## [Material for this exercise]
-- START --

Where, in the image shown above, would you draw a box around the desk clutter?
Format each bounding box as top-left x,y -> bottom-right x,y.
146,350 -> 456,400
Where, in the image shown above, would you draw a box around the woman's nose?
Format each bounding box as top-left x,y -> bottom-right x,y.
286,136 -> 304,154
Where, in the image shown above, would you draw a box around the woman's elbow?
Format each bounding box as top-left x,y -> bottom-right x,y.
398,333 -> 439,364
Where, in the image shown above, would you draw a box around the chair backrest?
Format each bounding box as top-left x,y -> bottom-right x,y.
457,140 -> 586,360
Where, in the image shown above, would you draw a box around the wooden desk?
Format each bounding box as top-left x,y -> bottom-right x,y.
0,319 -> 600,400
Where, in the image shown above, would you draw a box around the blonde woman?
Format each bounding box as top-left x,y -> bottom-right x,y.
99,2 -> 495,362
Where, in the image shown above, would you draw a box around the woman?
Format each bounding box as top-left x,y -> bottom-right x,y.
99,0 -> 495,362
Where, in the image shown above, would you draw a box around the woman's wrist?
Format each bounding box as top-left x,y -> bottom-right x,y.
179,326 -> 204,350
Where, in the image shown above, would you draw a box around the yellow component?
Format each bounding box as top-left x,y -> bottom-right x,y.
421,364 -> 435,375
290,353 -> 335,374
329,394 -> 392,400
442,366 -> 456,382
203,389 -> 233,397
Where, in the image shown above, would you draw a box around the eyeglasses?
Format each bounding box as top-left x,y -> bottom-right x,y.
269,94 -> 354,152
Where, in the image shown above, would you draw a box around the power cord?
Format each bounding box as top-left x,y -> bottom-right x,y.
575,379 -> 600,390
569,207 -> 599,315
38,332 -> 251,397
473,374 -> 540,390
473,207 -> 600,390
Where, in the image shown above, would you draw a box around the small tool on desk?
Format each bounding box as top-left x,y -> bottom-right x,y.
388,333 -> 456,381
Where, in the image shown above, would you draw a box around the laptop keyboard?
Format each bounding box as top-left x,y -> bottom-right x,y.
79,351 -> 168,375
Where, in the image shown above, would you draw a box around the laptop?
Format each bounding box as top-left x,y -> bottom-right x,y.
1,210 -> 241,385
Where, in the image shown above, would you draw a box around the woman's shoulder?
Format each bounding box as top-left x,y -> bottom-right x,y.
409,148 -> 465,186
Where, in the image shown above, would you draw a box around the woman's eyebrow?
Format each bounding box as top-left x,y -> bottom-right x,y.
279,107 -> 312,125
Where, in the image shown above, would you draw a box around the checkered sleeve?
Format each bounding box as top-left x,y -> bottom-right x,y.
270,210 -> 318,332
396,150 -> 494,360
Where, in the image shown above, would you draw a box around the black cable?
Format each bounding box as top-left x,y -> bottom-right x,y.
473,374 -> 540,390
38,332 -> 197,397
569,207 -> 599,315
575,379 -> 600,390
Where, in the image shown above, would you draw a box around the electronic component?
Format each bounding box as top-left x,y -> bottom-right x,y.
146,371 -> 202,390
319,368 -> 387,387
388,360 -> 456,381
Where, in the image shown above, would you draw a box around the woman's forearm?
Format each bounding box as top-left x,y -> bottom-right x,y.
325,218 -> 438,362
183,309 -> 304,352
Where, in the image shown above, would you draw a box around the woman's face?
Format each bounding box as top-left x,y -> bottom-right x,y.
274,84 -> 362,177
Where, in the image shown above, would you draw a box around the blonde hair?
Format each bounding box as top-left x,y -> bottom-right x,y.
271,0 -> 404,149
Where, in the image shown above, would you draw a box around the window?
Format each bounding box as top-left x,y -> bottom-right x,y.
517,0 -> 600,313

-- END --
-- START --

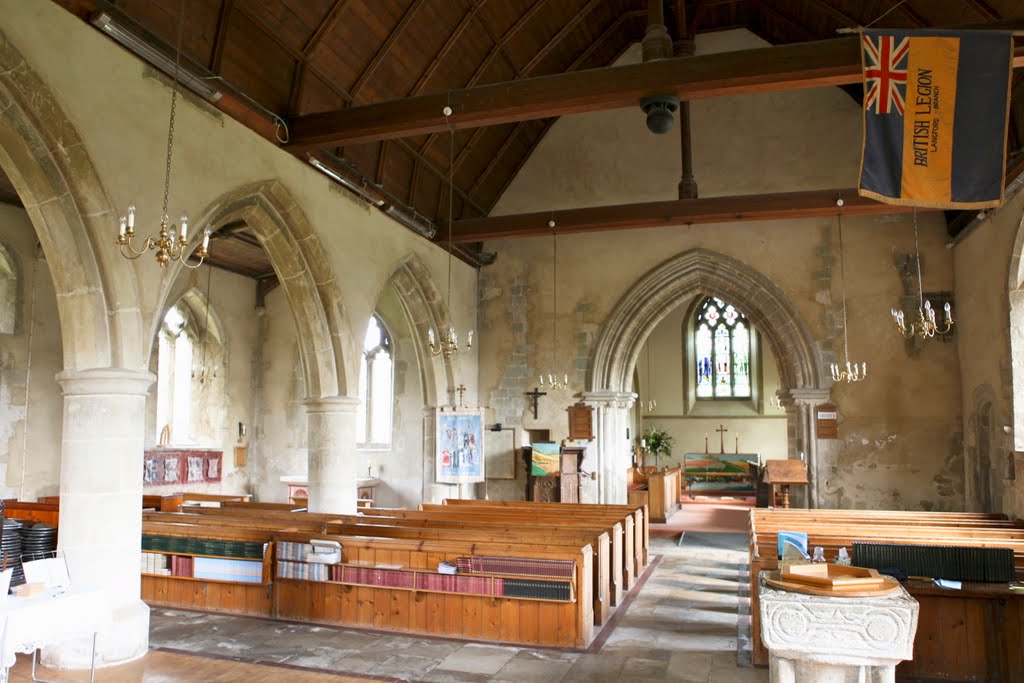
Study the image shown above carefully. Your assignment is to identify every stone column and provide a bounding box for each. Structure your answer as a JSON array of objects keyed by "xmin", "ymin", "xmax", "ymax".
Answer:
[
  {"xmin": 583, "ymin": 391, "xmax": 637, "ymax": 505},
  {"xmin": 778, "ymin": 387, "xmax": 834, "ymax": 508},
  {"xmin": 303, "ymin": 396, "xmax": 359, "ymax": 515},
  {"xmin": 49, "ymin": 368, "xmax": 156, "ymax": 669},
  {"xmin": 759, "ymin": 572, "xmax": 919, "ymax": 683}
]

-- END --
-- START --

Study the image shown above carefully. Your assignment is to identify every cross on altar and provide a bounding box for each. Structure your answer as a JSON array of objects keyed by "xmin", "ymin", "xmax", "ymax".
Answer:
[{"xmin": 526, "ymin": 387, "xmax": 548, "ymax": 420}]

-- END --

Reproduce, character for character, the lines of the items between the line holding "around the eyeglasses?" and the line holding "1,210 -> 241,385", inclusive. Give only those lines.

## [Finished task]
Where, in the image shown above, would you draw a box around the eyeglasses?
Format each bounding box as top-left x,y -> bottom-right x,y.
269,94 -> 354,152
Where, in the image shown above, would you draw a box around the power cord?
Format each bounding box as top-left x,y -> bottom-right x,y.
575,379 -> 600,390
569,207 -> 599,315
38,332 -> 251,397
473,374 -> 540,390
473,207 -> 600,390
Where, in the image shown above, would you draw a box around the small tool on desk?
Format each bounding box as top-left x,y -> bottom-right x,y.
388,333 -> 456,381
Where, in the image shown above, would you draw a box around the laptop keyboard?
Format each bounding box as top-left x,y -> bottom-right x,y.
79,351 -> 168,375
Where, in the image shown above, would you draw a box around the laptop?
Format each bounding box as top-left x,y -> bottom-right x,y.
1,210 -> 241,385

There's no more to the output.